WORK TO BE COMPLETED. Beginning at the line that contains "of the grey" and ending at the last line of the records below, retype each line exactly and add nothing.
Segment Start: RECORDS PROVIDED
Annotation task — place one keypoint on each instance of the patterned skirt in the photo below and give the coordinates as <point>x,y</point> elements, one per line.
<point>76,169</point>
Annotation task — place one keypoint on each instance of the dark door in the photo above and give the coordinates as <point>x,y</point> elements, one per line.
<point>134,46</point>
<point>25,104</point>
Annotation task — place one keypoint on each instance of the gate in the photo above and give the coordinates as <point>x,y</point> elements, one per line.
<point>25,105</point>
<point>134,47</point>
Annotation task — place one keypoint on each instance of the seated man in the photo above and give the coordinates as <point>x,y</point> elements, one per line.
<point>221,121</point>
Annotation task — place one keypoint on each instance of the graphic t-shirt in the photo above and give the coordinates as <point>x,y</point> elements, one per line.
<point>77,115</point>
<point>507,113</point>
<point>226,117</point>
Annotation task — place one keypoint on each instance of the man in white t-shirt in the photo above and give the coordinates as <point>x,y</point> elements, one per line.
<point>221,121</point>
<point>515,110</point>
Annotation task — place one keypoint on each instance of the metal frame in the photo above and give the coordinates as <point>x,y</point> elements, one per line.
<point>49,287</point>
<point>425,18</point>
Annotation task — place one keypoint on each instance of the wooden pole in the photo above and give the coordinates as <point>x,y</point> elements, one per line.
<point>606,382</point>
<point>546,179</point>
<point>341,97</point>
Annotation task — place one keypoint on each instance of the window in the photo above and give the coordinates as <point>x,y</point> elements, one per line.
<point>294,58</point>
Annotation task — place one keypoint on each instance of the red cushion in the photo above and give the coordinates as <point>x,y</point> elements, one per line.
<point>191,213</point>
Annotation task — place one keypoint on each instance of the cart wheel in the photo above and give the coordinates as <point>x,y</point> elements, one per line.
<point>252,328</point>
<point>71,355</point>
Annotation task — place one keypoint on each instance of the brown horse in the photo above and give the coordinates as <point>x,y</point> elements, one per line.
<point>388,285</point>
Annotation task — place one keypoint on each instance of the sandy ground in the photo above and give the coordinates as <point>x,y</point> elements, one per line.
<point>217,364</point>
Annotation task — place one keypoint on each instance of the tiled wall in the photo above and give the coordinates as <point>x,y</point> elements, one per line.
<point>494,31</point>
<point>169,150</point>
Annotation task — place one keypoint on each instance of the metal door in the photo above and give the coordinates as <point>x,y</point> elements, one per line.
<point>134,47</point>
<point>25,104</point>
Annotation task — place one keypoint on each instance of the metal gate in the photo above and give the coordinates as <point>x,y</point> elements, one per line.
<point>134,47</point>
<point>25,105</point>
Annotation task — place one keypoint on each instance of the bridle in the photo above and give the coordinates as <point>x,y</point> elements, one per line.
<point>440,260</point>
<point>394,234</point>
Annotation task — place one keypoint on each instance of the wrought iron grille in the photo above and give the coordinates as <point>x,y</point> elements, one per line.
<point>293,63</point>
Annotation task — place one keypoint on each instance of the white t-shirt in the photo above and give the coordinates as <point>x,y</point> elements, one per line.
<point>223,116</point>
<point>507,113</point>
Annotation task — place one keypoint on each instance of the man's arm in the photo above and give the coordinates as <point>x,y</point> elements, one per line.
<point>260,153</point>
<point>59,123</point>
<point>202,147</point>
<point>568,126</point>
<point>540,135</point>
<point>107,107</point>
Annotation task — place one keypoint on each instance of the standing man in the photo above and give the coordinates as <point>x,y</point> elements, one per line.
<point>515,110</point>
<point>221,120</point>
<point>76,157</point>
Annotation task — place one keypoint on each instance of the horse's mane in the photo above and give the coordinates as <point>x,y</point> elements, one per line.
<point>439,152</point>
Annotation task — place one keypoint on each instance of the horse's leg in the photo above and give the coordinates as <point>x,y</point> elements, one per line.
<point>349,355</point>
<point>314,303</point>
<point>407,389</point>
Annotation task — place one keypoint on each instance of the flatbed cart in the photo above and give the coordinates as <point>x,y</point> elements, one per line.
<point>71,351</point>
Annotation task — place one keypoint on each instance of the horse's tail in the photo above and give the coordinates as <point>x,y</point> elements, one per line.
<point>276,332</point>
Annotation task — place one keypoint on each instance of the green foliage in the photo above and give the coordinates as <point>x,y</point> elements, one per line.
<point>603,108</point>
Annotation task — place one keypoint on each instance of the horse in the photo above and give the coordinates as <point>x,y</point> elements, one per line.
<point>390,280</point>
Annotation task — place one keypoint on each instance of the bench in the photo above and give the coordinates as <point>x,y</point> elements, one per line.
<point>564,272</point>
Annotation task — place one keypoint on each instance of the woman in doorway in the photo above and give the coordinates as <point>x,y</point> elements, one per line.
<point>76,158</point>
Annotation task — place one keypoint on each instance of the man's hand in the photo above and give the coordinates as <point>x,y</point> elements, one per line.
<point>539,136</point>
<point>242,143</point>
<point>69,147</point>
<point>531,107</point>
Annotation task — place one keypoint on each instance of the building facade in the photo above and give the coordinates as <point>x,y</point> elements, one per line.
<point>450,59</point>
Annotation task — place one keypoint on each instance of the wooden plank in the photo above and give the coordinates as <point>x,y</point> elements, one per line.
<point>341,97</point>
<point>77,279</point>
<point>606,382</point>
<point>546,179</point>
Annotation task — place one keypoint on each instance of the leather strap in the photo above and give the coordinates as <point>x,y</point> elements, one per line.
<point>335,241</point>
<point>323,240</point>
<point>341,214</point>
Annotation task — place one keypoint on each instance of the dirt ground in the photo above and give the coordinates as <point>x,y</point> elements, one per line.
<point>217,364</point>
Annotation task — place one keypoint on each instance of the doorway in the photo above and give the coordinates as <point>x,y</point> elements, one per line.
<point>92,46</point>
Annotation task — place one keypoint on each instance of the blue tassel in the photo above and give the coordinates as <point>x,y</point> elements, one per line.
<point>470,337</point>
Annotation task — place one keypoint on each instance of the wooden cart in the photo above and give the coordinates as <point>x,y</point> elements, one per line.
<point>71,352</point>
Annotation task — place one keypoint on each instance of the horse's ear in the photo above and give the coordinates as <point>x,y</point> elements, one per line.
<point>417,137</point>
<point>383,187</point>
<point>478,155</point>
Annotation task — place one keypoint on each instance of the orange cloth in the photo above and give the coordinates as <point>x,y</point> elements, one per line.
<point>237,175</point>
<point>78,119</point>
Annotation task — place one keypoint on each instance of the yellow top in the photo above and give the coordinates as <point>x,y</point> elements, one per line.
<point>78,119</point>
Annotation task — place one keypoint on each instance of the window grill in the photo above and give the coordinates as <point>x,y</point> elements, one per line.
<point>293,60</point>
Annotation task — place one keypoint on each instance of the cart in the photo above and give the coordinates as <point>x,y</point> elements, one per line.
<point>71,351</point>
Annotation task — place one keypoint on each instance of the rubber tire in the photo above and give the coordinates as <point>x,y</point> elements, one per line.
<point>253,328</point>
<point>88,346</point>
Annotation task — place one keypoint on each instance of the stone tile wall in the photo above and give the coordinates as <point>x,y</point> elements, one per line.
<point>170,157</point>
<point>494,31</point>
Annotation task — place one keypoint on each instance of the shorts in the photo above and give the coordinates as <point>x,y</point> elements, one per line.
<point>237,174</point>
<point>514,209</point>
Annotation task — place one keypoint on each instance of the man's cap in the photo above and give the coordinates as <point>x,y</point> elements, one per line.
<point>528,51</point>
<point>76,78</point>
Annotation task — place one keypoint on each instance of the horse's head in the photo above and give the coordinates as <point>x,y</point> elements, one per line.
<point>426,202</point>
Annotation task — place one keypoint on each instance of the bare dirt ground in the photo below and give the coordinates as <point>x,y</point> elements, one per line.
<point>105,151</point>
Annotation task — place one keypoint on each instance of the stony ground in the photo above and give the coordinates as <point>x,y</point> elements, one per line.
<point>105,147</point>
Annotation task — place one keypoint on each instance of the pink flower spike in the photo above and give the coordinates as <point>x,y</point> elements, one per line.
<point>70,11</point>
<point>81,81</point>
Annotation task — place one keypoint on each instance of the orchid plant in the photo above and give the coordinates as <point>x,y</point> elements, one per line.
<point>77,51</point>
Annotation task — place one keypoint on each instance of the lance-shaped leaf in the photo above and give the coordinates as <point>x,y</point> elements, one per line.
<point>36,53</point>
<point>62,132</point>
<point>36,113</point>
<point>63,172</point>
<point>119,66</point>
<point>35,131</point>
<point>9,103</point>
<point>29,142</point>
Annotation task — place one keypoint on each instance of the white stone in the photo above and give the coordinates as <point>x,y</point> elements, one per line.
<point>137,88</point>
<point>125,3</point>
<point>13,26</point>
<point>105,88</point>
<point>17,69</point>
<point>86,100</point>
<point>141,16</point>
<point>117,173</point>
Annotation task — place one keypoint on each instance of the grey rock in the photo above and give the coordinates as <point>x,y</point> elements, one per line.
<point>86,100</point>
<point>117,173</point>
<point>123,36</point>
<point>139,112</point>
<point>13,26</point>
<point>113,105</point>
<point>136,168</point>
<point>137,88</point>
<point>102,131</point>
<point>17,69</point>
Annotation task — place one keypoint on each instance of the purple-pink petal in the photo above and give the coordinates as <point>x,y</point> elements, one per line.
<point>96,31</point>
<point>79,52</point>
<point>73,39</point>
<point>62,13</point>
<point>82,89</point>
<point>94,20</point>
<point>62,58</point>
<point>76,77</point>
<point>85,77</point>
Segment End: RECORDS PROVIDED
OUTPUT.
Annotation task — place one keypoint on each instance of the grey rock in the photo above and give the coordinates as <point>x,y</point> elements, one per line.
<point>86,100</point>
<point>117,173</point>
<point>123,36</point>
<point>139,112</point>
<point>13,26</point>
<point>113,105</point>
<point>136,168</point>
<point>137,88</point>
<point>102,131</point>
<point>17,69</point>
Annotation task — place one keypoint on each instance of the purple-pink petal in the photo above and give the coordinates as <point>x,y</point> elements, one per line.
<point>96,31</point>
<point>79,52</point>
<point>73,39</point>
<point>62,13</point>
<point>82,89</point>
<point>94,20</point>
<point>62,58</point>
<point>76,77</point>
<point>85,77</point>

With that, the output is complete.